Work instruction 1
Decide whether each statement below agrees with the message about running the tests under QEMU. For each, answer yes or no and quote the words of the text that decide it.
(a) The tests call mkstemp() in the directory where run_vmtests.sh is located.
(b) The problem is currently being caused by /tmp.
(c) The test using run_with_local_tmpfile() was meant to make testing with actual filesystems such as ext4 and xfs easy.

Text under study
• • • • • • •
On 14.03.25 16:56, Brendan Jackman wrote:
Even if it's a bug in QEMU, I think it is worth working around this
one way or another. QEMU by far the most practical way to run these
tests, and virtme-ng is probably the most popular/practical way to do
that.
I'm afraid yes. Although allocating temp files form 9pfs is rather ...
weird. :) One would assume that /tmp is usually backed by tmpfs. But well, a
disto can do what it wants.
Ah yeah but these tests also use mkstemp() in the CWD i.e. the
location of run_vmtests.sh, it isn't /tmp that is causing this at the
moment. (At some point I thought I was hitting the issue there too,
but I think I was mistaken, like just not reading the test logs
properly or something).
Ah, yes run_with_local_tmpfile() ... jep, I wrote that test, now my
memory comes back; we wanted to test with actual filesystems (e.g.,
ext4, xfs) easily.
I think even if we are confident it's just a bunch of broken
code that isn't even in Linux, it's pragmatic to spend a certain
amount of energy on having green tests there.
• • • • • • •
Data shown
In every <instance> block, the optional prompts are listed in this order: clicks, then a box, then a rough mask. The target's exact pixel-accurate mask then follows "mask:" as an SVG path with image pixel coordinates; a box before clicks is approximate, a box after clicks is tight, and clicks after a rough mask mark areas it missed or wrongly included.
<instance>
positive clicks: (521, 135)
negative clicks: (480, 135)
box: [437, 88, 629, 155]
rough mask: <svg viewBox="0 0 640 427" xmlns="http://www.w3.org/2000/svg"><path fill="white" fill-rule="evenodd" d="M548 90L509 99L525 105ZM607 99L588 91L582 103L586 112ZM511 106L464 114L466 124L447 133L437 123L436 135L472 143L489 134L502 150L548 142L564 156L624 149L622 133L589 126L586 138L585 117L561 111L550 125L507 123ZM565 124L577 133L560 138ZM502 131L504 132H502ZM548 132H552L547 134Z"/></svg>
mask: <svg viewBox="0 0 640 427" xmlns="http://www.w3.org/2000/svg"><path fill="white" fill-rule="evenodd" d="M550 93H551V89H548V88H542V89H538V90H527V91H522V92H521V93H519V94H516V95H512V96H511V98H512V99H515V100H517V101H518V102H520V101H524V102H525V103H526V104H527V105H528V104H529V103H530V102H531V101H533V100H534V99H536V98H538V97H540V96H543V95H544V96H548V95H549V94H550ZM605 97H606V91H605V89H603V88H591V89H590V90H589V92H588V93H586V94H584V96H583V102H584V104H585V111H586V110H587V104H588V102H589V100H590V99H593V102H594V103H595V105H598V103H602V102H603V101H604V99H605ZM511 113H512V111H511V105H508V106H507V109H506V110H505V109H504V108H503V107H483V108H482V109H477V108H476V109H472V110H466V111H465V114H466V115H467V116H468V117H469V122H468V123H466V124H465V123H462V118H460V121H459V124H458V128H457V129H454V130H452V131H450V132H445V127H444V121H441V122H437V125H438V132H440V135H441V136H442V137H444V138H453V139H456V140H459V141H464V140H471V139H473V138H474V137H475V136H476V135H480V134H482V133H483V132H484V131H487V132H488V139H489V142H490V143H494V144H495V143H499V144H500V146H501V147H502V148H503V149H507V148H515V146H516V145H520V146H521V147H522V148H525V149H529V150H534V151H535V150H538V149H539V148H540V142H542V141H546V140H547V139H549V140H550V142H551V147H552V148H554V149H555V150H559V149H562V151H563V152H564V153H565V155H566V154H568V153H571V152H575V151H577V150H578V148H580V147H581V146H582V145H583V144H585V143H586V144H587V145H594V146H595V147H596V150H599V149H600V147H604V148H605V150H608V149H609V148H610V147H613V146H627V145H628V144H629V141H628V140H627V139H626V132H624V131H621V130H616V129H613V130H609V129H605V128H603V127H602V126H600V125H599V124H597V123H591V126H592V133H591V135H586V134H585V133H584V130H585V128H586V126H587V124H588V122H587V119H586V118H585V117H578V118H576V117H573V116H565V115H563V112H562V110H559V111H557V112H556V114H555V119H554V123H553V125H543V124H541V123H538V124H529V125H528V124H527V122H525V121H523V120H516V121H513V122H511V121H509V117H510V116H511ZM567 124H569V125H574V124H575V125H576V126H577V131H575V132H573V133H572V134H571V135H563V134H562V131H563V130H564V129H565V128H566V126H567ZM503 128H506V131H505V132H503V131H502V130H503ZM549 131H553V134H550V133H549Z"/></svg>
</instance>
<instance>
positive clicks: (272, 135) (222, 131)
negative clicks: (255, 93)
• • • • • • •
Work instruction 2
Echo the lines of the records verbatim, beginning with the line that contains "</instance>" and continuing through the end of the records, with both ends included.

Written response 1
(a) Yes: "these tests also use mkstemp() in the CWD i.e. the location of run_vmtests.sh"
(b) No: "it isn't /tmp that is causing this at the moment."
(c) Yes: "we wanted to test with actual filesystems (e.g., ext4, xfs) easily."

Written response 2
</instance>
<instance>
positive clicks: (272, 135) (222, 131)
negative clicks: (255, 93)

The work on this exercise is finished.